### What you will do
Make a verbatim copy of the entries below; pictures stay out.

Image point grounding data
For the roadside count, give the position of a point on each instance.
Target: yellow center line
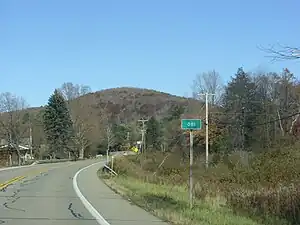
(19, 178)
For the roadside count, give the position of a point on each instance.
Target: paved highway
(64, 193)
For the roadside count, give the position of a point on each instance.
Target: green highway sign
(191, 124)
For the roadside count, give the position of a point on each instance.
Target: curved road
(44, 194)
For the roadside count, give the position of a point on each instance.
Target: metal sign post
(191, 124)
(191, 168)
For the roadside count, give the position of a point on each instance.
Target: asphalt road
(64, 193)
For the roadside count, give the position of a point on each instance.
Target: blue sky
(158, 44)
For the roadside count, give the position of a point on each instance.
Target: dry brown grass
(266, 189)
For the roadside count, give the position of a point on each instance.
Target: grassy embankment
(265, 191)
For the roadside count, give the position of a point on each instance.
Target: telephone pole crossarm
(143, 131)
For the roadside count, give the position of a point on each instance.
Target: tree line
(253, 112)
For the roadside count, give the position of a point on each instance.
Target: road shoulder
(113, 207)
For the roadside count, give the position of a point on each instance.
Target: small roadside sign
(191, 124)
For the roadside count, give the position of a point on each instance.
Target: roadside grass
(171, 203)
(264, 191)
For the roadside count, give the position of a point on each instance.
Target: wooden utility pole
(143, 121)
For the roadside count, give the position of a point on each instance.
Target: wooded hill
(252, 112)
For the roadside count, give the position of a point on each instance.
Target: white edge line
(85, 202)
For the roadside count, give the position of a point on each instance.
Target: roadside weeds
(170, 203)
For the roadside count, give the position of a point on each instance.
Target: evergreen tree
(154, 133)
(58, 125)
(241, 107)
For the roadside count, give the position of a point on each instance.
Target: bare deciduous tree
(71, 91)
(12, 119)
(208, 82)
(281, 52)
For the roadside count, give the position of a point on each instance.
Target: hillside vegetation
(254, 164)
(253, 172)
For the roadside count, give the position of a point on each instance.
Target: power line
(265, 123)
(143, 121)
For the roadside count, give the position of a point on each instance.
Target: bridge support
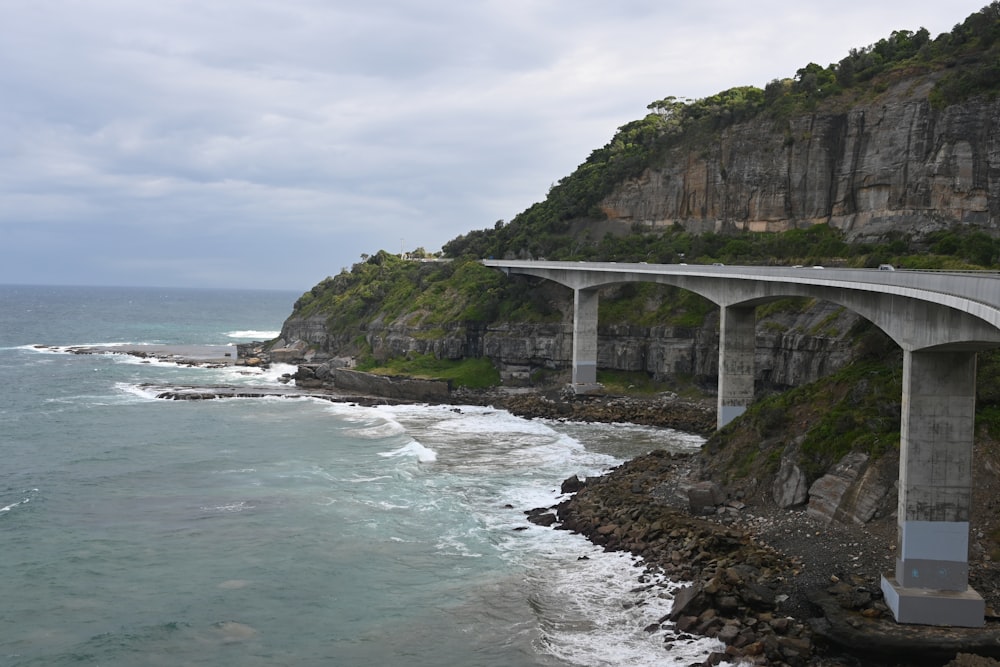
(585, 340)
(931, 582)
(737, 344)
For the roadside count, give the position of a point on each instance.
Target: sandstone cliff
(892, 163)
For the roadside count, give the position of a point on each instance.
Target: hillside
(888, 156)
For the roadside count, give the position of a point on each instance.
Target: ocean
(294, 532)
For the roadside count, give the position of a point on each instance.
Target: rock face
(851, 492)
(893, 163)
(792, 348)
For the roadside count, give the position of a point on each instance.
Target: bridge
(940, 320)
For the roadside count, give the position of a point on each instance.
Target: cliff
(892, 163)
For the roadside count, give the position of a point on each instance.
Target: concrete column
(585, 337)
(931, 582)
(737, 343)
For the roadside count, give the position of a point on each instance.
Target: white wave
(413, 449)
(593, 613)
(379, 431)
(13, 505)
(228, 508)
(251, 334)
(365, 480)
(23, 501)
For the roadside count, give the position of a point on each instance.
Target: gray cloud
(270, 144)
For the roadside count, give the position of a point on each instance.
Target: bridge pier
(737, 344)
(585, 303)
(931, 582)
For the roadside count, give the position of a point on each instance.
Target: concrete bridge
(939, 319)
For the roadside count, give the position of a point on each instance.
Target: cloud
(178, 143)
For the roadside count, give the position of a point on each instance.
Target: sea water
(140, 531)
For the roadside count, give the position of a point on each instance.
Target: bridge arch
(939, 320)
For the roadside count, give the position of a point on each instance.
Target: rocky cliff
(794, 347)
(892, 163)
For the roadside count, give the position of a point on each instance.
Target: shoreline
(776, 587)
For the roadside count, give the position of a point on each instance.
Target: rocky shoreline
(813, 602)
(774, 586)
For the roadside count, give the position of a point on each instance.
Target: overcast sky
(269, 144)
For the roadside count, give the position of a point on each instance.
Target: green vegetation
(968, 56)
(437, 297)
(471, 373)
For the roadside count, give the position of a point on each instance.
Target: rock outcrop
(893, 163)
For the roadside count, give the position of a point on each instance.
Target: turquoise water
(137, 531)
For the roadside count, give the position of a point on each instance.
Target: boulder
(790, 486)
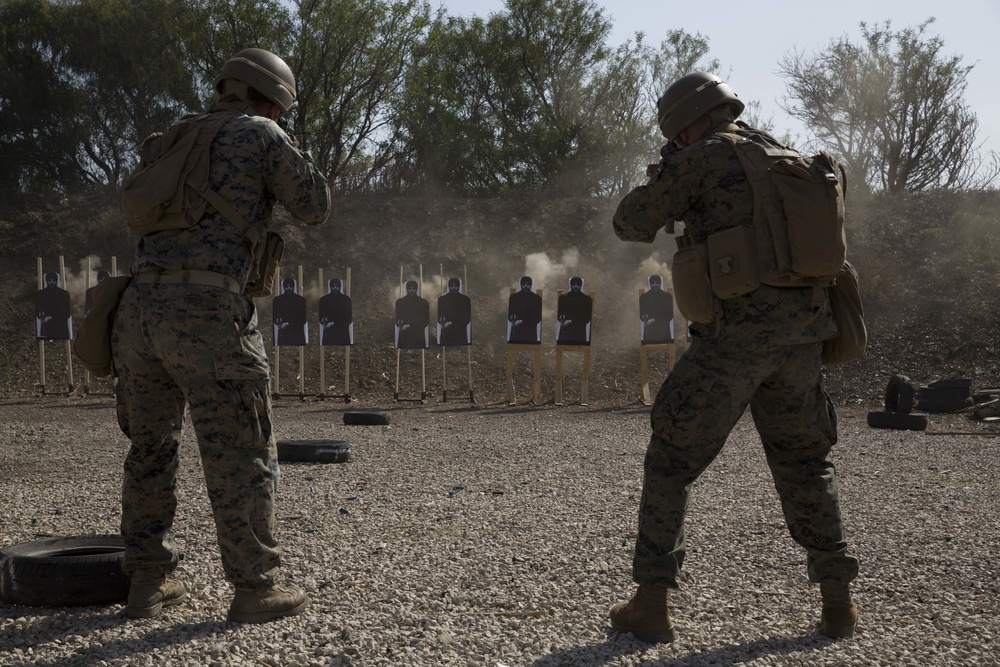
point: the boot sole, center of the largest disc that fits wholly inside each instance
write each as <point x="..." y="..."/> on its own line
<point x="154" y="610"/>
<point x="665" y="637"/>
<point x="265" y="616"/>
<point x="837" y="630"/>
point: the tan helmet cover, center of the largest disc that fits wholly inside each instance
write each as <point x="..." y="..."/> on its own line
<point x="691" y="96"/>
<point x="263" y="71"/>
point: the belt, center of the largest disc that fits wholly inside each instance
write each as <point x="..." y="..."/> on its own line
<point x="189" y="277"/>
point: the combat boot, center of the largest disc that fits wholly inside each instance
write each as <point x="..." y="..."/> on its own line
<point x="149" y="591"/>
<point x="646" y="615"/>
<point x="251" y="605"/>
<point x="840" y="615"/>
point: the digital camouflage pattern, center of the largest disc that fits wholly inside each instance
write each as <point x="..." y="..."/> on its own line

### Output for this exercise
For the roadside count, give the position of a point on each instance.
Target: yellow center line
(19, 178)
For the roadside count, give the position of a point on each instance.
Target: paved highway
(64, 193)
For the roadside count, give the position of a point on each instance.
Target: green highway sign
(191, 124)
For the roadside count, give the position of a point on each instance.
Target: curved road
(44, 194)
For the roadside count, give the position of a point on each instance.
Target: metal sign post
(191, 124)
(191, 168)
For the roadside count, give the position of a point on each instance.
Target: asphalt road
(64, 193)
For the roadside count, give the position of a point on each instance.
Target: blue sky
(158, 44)
For the roadside count, give the position of a point on each instance.
Target: dry brown grass
(266, 189)
For the roadside count, give the position of a point on each instance.
Target: grassy embankment
(265, 191)
For the roadside count, give the position of a point on each instance.
Target: telephone pole crossarm
(143, 131)
For the roadside count, give the position of a point on each instance.
Target: tree line
(253, 112)
For the roadside count, give the position of a point on each instance.
Target: road shoulder
(113, 207)
For the roadside count, give the position of a point on each instance.
Target: small roadside sign
(191, 124)
For the roadside count, give the position of a point on each instance.
Target: roadside grass
(171, 203)
(264, 191)
For the roadside count, give the position of a point on each instance.
Target: wooden utility pole
(143, 121)
For the roadside count, give the position of a point on each instance.
Target: wooded hill
(252, 112)
For the roadside count, give the position of a point on each instance.
Target: white edge line
(85, 202)
For the roadside count, give the position of a point on each instance.
Target: roadside weeds
(170, 203)
For the roadside count, give the position of a point on each instance.
Target: evergreen tree
(154, 133)
(58, 125)
(241, 107)
For the roadside count, give the position of a point on each instance.
Target: bare deciduous tree
(71, 91)
(12, 119)
(208, 82)
(281, 52)
For the roadside count, give the position of a point on each instance.
Target: hillside vegetation
(254, 164)
(253, 172)
For the roadside count, give the position of a point on each instance.
Target: power line
(265, 123)
(143, 121)
For the roadside count, give the position of a point on each instance.
Target: bridge support
(585, 340)
(931, 582)
(737, 344)
For the roadside count, give the position of a point on each instance.
Target: sandstone cliff
(892, 163)
For the roadside count, give the position of a point on each instance.
Target: hillside
(888, 156)
For the roadside count, give the position of a point on each instance.
Target: ocean
(294, 532)
For the roadside count, give the position of a point on each instance.
Target: rock face
(851, 492)
(893, 163)
(792, 348)
For the roadside count, give the position of a point on each instance.
Target: bridge
(940, 320)
For the roadside count, give the position of a point on each instance.
Target: cliff
(892, 163)
For the roadside count, give the position of a point on each instance.
Target: concrete column
(585, 337)
(931, 582)
(737, 343)
For the roadside count, give the position of a point on each instance.
Target: white wave
(413, 449)
(593, 613)
(379, 431)
(13, 505)
(228, 508)
(251, 334)
(365, 480)
(23, 501)
For the roadside count, give the position of a point on each instance.
Target: gray cloud
(270, 144)
For the roadside count, give the position of a point on each instance.
Target: bridge pier
(737, 344)
(585, 303)
(931, 582)
For the roadside count, give the position of a point on each instance.
Target: concrete bridge
(939, 319)
For the roadside count, give the position of a point on each instance.
Target: cloud
(178, 143)
For the roadside count, give the position of a point on each instance.
Target: sea water
(140, 531)
For the roadside count, give the position of a point on each instance.
Target: bridge arch
(939, 320)
For the roadside count, give the position of a point on each instance.
Target: rocky cliff
(794, 347)
(892, 163)
For the roadside count, give the position of a point on each instance.
Target: shoreline
(776, 587)
For the roadside count, give the position of a point on each instance.
Target: rocky shoreline
(813, 602)
(774, 586)
For the roadside count, give the position of a point on each instance.
Target: overcast sky
(269, 144)
For the roadside count, give the position of a point on each instance.
Target: green vegetation
(968, 56)
(437, 297)
(471, 373)
For the roadside count, give the position of a point on each instance.
Target: rock outcrop
(893, 163)
For the roadside count, give the position of a point on each instance.
Target: turquoise water
(137, 531)
For the roadside count, give the position of a point on each instance.
Target: boulder
(790, 486)
point: the boot sole, center of the largest disc that fits wholly inside each instance
write each as <point x="..." y="..."/> on its own line
<point x="154" y="610"/>
<point x="665" y="637"/>
<point x="265" y="616"/>
<point x="837" y="630"/>
point: the tan helmet cover, center of the largest disc that fits wholly inside each instance
write each as <point x="..." y="..."/> on its own line
<point x="691" y="96"/>
<point x="263" y="71"/>
point: the belt, center of the largest disc that fits wholly inside each instance
write each as <point x="..." y="..."/> on its own line
<point x="189" y="277"/>
point: the combat boot, center of the largest disc that fits wholly inside each instance
write each as <point x="..." y="..."/> on its own line
<point x="149" y="591"/>
<point x="646" y="615"/>
<point x="251" y="605"/>
<point x="840" y="615"/>
point: the digital camouflage pattern, center of the largest disc that fits wholly inside each instance
write each as <point x="..." y="..."/> on its own line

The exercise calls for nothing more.